**Reading text:**

»»

I am in the process of reviewing the Fujifilm GFX 100 for The Luminous Landscape, and it is capable of even more than that – but not without its drawbacks. The image files I am looking at are extraordinary (think 8×10” transparency), but the camera and lenses are big, heavy and temperamental. Of course, 8×10” was big, heavy and temperamental, too! It will probably be an extreme niche camera, just as 8×10” was – for the times when the very best image quality is needed, and the significant drawbacks are overcome by the image quality. For the type of images I prefer to make, the size and weight prevent me from getting the camera to the image as well as I can with something less than 1/2 the size and weight that produces a stunning image. It is, however, an extraordinary tool to produce absolutely enormous prints.

The maturing of digital photographic technology is bringing a different set of questions to bear on the equipment we use. Until fairly recently, “does it work” was the fundamental question in a review. Early digital photographic equipment often had glaring flaws that reviewers discovered, and helped the community learn to work around – metamerism in early Epson printers, for example. Only few years ago, many raw converters (including widely used Adobe products) claimed support for Fujifilm X-Trans files, but made a terrible mess of them -that’s now been pretty much fixed, with occasional programs refusing to support X-Trans at all and most of the rest doing a decent job. We have now reached the point where most name-brand photographic gear works pretty darned well – there are flaws we wish every manufacturer would fix, but they’re relatively well-known, and the question is “what set of idiosyncrasies are easiest to work around”. Taken more positively, the question is “what set of special features would enhance my personal vision”.

««

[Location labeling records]
»»

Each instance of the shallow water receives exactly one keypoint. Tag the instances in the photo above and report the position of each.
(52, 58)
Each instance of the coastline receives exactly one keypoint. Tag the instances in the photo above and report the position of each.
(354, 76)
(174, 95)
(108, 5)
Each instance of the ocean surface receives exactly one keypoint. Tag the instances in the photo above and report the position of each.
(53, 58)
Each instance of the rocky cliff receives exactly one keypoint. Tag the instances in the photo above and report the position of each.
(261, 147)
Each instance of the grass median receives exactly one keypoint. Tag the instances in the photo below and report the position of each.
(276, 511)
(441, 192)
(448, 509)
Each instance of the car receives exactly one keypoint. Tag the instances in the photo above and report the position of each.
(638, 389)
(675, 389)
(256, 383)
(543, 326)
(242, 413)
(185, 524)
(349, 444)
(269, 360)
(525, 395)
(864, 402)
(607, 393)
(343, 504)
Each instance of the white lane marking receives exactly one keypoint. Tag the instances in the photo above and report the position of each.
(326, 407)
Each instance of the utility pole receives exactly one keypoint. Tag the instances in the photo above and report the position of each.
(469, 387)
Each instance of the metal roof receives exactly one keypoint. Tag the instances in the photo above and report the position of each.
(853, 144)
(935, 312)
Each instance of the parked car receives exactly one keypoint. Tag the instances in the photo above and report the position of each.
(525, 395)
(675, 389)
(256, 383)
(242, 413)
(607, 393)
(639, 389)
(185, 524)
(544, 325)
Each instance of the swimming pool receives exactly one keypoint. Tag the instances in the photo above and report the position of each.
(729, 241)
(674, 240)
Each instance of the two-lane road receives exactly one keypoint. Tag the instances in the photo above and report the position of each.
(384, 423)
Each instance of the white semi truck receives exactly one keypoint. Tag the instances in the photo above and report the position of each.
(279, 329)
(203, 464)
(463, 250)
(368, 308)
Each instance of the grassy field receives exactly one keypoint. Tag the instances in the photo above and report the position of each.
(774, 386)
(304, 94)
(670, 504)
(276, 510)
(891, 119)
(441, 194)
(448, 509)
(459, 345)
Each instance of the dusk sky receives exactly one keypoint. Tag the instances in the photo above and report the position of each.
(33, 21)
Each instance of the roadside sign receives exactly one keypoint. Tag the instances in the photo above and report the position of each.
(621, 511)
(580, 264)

««

**Exercise:**
List every question that the second paragraph of the camera review text above places in quotation marks.

**The response:**
- does it work
- what set of idiosyncrasies are easiest to work around
- what set of special features would enhance my personal vision